- Text passage:
== Segment start ==

CU Cancer Center

Quiescent or Senescent? Cancer Center Research Helps Identify Cancer That is More Likely to Recur

Written by Greg Glasgow | February 06, 2026

In a study that could have implications for more effective cancer therapies and preventing cancer recurrence, University of Colorado Anschutz Cancer Center member Sabrina Spencer, PhD, working with graduate student Brianna Fernandez, used single-cell RNA sequencing to investigate the cell-cycle state of cells following chemotherapy.

Specifically, the researchers were looking to characterize cells in one of two arrested states: quiescence, a reversible state of cell-cycle arrest, and senescence, an irreversible state of cell-cycle arrest. Their research was published in January 2026 in the journal Nature Communications.

“People always talk about quiescence and senescence as binary, distinct states, but there wasn't good data to support that model, or any other model,” says Spencer, associate professor of biochemistry at CU Boulder. “People don't understand senescence very well, and since we've become pretty good at understanding quiescence in my lab, I thought we could make an important contribution to understanding the relationship between quiescence and senescence: What makes senescence irreversible, meaning the cells will never divide again, and what allows quiescence to be reversible?”

On the continuum

The ultimate goal of chemotherapy is to kill cancer cells completely, but when that doesn’t happen, a senescent state is preferable, Fernandez explains, although it can cause chronic inflammation if the senescent cells aren’t destroyed by the immune system.

“There was originally some interest in senescence as a therapeutic outcome, because it induces an inflammatory response that recruits the immune system to clear the cells,” she says. “There’s also the fact that senescent cells will be arrested from the cell cycle, which will block tumor growth.”

== Segment end ==

- Exercise instructions: In the cancer research article, which journal published the study? Rely only on the cancer research article for this.

- Study material:
== Segment start ==

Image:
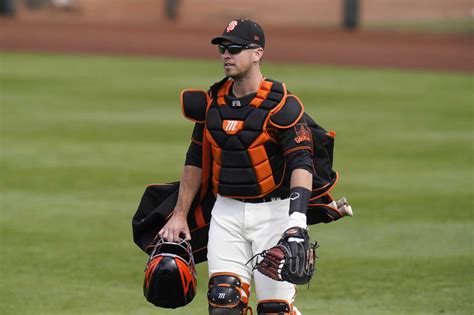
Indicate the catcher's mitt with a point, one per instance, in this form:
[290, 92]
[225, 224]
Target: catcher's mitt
[292, 259]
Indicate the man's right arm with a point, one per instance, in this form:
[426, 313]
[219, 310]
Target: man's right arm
[177, 225]
[190, 182]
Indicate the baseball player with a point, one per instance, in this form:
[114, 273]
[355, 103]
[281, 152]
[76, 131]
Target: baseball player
[260, 167]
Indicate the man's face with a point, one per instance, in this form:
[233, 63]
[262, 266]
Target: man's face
[238, 65]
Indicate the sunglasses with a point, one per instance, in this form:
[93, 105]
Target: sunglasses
[235, 49]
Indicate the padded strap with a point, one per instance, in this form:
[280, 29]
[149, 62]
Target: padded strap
[288, 114]
[194, 104]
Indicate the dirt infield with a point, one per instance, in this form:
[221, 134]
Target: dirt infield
[289, 44]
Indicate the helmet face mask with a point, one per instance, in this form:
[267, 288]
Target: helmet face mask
[170, 274]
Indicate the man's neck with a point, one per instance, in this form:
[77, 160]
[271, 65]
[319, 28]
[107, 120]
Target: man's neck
[247, 84]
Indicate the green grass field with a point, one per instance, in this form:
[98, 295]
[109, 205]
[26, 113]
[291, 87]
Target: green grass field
[81, 136]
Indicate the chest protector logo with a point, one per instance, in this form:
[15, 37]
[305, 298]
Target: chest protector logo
[231, 127]
[247, 160]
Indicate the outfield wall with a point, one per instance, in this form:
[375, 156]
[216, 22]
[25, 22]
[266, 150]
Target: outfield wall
[268, 12]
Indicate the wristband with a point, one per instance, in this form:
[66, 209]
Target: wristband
[299, 199]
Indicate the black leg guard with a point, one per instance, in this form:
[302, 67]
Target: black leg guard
[279, 307]
[227, 295]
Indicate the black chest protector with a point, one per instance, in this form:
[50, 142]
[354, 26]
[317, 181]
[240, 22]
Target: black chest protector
[247, 159]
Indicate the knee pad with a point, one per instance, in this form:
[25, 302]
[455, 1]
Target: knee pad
[280, 307]
[227, 295]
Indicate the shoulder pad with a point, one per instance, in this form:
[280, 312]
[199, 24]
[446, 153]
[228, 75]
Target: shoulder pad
[194, 104]
[289, 114]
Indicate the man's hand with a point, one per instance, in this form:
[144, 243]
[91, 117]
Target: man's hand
[175, 228]
[292, 259]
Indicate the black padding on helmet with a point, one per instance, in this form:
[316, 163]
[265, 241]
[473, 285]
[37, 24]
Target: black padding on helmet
[170, 280]
[288, 115]
[194, 104]
[273, 307]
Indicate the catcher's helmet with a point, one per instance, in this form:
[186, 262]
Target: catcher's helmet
[170, 275]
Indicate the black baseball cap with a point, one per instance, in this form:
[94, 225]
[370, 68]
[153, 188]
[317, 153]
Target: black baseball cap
[242, 32]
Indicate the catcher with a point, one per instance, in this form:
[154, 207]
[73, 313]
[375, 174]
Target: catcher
[268, 168]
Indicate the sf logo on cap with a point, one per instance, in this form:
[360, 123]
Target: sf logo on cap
[231, 26]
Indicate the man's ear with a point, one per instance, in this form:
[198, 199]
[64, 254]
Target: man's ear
[257, 54]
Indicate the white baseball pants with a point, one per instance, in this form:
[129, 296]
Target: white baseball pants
[240, 230]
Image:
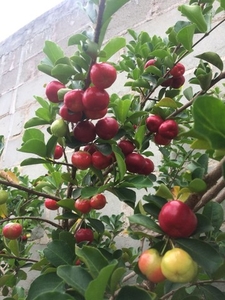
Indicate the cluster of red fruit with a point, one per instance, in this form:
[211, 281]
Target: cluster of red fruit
[177, 220]
[175, 78]
[164, 130]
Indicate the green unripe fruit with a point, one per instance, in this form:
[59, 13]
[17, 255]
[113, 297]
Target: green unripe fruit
[59, 128]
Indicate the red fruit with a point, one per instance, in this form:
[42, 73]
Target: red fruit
[95, 114]
[70, 116]
[98, 201]
[176, 219]
[52, 89]
[101, 161]
[73, 100]
[149, 264]
[150, 62]
[126, 146]
[81, 160]
[12, 230]
[103, 75]
[51, 204]
[84, 235]
[83, 205]
[168, 129]
[178, 70]
[106, 128]
[177, 82]
[134, 162]
[153, 122]
[148, 167]
[58, 152]
[95, 99]
[84, 131]
[159, 140]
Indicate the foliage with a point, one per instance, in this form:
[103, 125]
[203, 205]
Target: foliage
[102, 269]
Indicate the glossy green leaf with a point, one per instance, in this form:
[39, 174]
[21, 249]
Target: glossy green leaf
[145, 221]
[134, 293]
[98, 286]
[185, 36]
[53, 51]
[93, 259]
[199, 250]
[215, 213]
[194, 14]
[212, 58]
[113, 46]
[49, 282]
[76, 277]
[33, 161]
[209, 120]
[59, 253]
[34, 146]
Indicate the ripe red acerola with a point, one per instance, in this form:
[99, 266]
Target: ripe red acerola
[95, 99]
[84, 235]
[126, 146]
[12, 230]
[177, 219]
[168, 129]
[81, 160]
[101, 161]
[84, 131]
[134, 162]
[52, 89]
[83, 205]
[70, 116]
[58, 152]
[73, 100]
[153, 122]
[106, 128]
[98, 201]
[103, 75]
[51, 204]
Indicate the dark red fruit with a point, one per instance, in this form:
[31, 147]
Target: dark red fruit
[103, 75]
[83, 205]
[107, 128]
[168, 129]
[177, 220]
[52, 89]
[84, 131]
[95, 99]
[84, 235]
[153, 122]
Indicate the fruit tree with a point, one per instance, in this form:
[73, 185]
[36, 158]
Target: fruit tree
[97, 143]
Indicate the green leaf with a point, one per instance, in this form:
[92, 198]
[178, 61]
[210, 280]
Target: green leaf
[76, 277]
[185, 36]
[199, 251]
[113, 46]
[53, 51]
[55, 296]
[145, 221]
[98, 286]
[58, 253]
[49, 282]
[33, 161]
[212, 58]
[194, 14]
[93, 259]
[34, 146]
[134, 293]
[209, 121]
[215, 213]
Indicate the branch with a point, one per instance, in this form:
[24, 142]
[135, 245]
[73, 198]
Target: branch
[31, 218]
[29, 191]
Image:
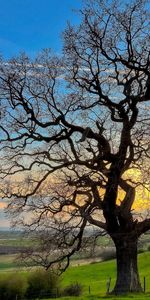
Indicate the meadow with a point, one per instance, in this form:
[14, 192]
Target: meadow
[92, 276]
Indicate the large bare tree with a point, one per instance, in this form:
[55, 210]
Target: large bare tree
[75, 136]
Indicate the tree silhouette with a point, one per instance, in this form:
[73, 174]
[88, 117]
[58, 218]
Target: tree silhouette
[75, 137]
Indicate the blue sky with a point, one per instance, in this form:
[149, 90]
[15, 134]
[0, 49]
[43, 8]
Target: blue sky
[31, 25]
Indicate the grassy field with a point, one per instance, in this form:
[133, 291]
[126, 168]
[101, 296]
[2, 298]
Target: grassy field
[94, 277]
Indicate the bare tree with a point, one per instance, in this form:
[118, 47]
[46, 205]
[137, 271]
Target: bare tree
[75, 136]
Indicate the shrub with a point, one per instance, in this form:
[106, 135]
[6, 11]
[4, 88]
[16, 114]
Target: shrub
[12, 286]
[74, 289]
[42, 283]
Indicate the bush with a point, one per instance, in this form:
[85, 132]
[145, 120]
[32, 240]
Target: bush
[42, 283]
[12, 286]
[74, 289]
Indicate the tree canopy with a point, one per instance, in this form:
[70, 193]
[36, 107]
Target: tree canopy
[75, 134]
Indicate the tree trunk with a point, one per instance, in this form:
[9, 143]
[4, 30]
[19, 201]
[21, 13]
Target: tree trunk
[127, 269]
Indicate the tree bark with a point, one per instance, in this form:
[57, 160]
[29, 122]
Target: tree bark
[127, 270]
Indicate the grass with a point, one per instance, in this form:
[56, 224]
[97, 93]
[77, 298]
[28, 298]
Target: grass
[94, 275]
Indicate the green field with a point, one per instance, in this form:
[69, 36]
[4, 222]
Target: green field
[95, 276]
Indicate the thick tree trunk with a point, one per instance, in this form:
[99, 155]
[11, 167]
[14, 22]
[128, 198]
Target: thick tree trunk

== Segment end ==

- Output of the exercise: Nature Communications